= EXERCISE =
Counting the line with "Target: shallow lake" as the last one, copy out the lines of the data exactly from the first onward.
╭──
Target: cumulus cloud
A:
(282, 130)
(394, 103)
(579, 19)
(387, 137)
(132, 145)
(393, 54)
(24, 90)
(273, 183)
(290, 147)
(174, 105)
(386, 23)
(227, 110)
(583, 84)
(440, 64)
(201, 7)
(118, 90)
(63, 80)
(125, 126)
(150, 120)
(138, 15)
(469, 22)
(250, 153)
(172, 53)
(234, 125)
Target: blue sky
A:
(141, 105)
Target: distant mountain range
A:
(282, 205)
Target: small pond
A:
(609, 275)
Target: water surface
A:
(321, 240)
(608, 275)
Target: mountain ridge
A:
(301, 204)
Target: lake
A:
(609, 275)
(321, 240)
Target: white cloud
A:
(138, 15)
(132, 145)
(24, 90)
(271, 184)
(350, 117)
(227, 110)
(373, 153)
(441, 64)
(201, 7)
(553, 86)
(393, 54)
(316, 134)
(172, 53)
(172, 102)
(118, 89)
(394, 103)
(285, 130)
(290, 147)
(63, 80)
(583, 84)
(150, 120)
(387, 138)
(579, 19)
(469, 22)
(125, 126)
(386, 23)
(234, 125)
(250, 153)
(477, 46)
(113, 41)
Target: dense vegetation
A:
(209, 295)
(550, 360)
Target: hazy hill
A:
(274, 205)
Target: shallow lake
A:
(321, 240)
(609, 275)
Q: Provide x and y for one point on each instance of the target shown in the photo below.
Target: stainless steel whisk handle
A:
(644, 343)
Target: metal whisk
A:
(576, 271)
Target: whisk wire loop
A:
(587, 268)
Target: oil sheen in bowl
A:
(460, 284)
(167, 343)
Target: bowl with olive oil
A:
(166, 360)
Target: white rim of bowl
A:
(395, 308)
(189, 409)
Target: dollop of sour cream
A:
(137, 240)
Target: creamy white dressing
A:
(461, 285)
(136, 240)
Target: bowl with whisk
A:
╰──
= COMPLETED EXERCISE =
Target: cumulus cloud
A:
(282, 130)
(394, 103)
(579, 19)
(387, 137)
(132, 145)
(393, 54)
(24, 90)
(273, 183)
(290, 147)
(174, 105)
(386, 23)
(227, 110)
(583, 84)
(440, 64)
(201, 7)
(118, 90)
(63, 80)
(125, 126)
(150, 120)
(138, 15)
(469, 22)
(250, 153)
(172, 53)
(234, 125)
Target: blue sky
A:
(141, 105)
Target: distant mountain range
A:
(282, 205)
Target: small pond
A:
(609, 275)
Target: water surface
A:
(321, 240)
(608, 275)
Target: mountain ridge
A:
(301, 204)
Target: lake
A:
(609, 275)
(321, 240)
Target: white cloud
A:
(138, 15)
(132, 145)
(24, 90)
(271, 184)
(350, 117)
(227, 110)
(373, 153)
(441, 64)
(201, 7)
(553, 86)
(393, 54)
(316, 134)
(172, 53)
(172, 102)
(118, 89)
(394, 103)
(285, 130)
(290, 147)
(63, 80)
(583, 84)
(150, 120)
(387, 138)
(579, 19)
(469, 22)
(125, 126)
(386, 23)
(234, 125)
(250, 153)
(477, 46)
(113, 41)
Target: dense vegetation
A:
(209, 295)
(550, 360)
Target: hazy hill
A:
(274, 205)
Target: shallow lake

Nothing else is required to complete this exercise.